**Document**
# Gone south of the border



## Kaleb (Mar 26, 2017)

Sorry to not let you know earlier, but I am now a resident of Victoria, Bendigo to be more precise. I arrived on the 12th at my sister's place, where I am currently staying until my parents and I move into our new house on the 6th of April. 

This move has been years in the making, and there have been many tense moments, but the end is finally in sight. 

The new house looks great for my hobbies, as it sits on an acre of land, and has a 6 bay shed out the back, which means a much bigger workshop, and hopefully bigger machines and bigger projects as well.

This move has also put me within reach of many other fellow enthusiasts, with a preserved railway running steam trains several times a week just half an hour's drive away (Of course I'll be volunteering there); while Melbourne is less than two hours away by car. Not to mention Sovereign Hill in Ballarat.


----------



## skyline1 (Apr 5, 2017)

You Jammy Beggar 

From a very jealous Pom

you will need a railway just to get to your back yard

Hi to all at Bendigo 

Best Regards  from little  England


----------



## jayville (Apr 6, 2017)

kaleb...well done,it's a nice spot,not far from Echuca where there is a lovely big engine on the wharf that used to drive the saw mill.   Cheers clem


----------



## Herbiev (Apr 10, 2017)

Great spot down there. If you run out of metal for a project you can just go out and dig up some gold


----------



## skyline1 (Apr 12, 2017)

Hi Herbiev

I believe there is Platinum there too

Best Regards Mark


----------



## Johno1958 (Apr 12, 2017)

Hi Kaleb.
Welcome to Bendigo.
Cheer
John


----------

**Problems to solve**
1. Can you turn the thread's paragraph beginning "This move has also put me within reach" into a short bulleted list that keeps its main facts?
2. According to the thread, why does the new house look great for Kaleb's hobbies? Answer in one to three sentences.
3. Would you reproduce the stretch of the thread from "Sorry to not" through "finally in sight."?
Rely on the thread alone.

**Entries shown**
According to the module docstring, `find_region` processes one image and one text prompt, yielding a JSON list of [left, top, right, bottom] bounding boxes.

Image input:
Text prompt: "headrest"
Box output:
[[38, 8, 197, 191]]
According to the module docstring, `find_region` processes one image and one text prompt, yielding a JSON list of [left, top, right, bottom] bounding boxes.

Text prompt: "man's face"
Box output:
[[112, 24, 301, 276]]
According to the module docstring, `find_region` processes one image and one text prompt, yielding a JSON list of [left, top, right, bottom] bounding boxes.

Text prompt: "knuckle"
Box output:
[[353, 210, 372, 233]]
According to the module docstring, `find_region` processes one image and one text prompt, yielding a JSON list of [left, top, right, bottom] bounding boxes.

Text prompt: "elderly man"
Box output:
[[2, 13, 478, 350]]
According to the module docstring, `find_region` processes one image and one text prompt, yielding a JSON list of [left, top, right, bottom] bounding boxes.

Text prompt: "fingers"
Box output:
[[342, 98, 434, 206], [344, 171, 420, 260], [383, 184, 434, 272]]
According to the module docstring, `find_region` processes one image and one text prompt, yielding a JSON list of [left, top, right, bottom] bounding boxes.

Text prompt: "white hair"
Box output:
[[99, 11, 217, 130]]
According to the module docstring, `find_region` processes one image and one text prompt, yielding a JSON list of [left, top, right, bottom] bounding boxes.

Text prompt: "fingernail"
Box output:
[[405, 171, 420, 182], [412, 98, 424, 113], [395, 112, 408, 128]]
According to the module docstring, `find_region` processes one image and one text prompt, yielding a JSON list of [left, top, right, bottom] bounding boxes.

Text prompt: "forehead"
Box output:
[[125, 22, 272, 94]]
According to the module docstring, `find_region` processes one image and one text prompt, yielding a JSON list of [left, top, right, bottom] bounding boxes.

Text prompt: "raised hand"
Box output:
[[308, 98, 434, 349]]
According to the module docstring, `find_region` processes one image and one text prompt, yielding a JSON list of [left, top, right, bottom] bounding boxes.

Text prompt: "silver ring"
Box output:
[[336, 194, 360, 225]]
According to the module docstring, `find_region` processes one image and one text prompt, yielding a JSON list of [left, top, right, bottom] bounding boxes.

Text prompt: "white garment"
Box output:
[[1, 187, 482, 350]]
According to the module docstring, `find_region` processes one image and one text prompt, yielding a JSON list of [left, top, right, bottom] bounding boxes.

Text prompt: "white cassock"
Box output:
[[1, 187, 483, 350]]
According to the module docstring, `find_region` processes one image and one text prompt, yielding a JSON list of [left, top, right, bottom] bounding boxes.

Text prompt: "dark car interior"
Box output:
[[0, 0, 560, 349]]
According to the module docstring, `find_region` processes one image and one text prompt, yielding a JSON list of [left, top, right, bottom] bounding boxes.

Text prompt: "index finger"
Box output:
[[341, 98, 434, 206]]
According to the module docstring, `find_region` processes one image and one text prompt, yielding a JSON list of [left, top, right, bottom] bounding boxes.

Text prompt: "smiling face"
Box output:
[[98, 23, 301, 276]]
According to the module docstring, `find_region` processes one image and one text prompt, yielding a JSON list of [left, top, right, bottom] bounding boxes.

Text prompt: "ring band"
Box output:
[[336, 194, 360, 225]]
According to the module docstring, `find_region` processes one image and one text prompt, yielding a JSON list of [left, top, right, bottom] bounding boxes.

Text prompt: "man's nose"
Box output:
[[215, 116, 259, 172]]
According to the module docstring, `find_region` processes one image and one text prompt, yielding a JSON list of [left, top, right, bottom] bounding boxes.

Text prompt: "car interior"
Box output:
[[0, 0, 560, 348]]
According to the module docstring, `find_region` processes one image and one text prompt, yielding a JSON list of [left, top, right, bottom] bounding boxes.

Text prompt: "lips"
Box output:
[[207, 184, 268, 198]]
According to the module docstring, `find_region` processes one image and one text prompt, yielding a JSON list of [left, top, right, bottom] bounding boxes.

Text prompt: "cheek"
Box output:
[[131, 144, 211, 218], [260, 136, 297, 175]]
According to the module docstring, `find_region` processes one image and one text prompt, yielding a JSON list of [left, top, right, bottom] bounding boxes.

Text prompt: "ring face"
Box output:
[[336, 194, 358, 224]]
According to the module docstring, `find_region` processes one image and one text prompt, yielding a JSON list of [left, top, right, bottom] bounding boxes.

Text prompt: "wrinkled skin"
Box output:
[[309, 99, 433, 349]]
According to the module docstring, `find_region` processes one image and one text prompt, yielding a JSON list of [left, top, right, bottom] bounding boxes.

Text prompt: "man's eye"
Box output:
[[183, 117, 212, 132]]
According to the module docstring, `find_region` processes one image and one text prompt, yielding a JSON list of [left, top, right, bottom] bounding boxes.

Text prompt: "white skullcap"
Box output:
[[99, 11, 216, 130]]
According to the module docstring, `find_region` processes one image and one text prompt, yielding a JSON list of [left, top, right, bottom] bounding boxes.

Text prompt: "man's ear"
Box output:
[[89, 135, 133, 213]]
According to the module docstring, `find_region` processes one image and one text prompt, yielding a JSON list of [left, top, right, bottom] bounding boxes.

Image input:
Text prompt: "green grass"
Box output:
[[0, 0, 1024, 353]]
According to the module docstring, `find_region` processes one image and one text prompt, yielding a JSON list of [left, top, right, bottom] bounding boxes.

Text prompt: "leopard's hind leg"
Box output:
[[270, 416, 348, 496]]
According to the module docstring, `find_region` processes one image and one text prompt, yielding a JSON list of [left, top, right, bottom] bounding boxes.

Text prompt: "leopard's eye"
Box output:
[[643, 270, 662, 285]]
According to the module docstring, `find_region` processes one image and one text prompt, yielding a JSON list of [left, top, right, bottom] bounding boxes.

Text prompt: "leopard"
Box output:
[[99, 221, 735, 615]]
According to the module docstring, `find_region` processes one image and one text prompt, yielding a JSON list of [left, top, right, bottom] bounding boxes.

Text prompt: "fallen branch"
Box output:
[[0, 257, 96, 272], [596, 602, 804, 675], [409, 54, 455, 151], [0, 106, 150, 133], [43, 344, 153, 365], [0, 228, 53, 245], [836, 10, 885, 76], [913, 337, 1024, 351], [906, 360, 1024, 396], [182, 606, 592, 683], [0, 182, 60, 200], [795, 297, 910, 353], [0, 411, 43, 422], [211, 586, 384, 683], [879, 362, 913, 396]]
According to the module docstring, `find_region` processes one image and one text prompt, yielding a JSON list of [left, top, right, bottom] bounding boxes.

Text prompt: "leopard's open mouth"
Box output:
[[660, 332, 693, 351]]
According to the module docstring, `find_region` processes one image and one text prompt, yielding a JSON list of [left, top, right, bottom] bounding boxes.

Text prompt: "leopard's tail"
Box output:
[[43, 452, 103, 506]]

**Worked solutions**
1.
- The move puts Kaleb within reach of many fellow enthusiasts.
- A preserved railway runs steam trains several times a week, half an hour's drive away, and Kaleb plans to volunteer there.
- Melbourne is less than two hours away by car.
- Sovereign Hill in Ballarat is also mentioned.

2. The house sits on an acre of land and has a 6 bay shed out the back. That means a much bigger workshop, and hopefully bigger machines and bigger projects.

3.
Sorry to not let you know earlier, but I am now a resident of Victoria, Bendigo to be more precise. I arrived on the 12th at my sister's place, where I am currently staying until my parents and I move into our new house on the 6th of April. 

This move has been years in the making, and there have been many tense moments, but the end is finally in sight.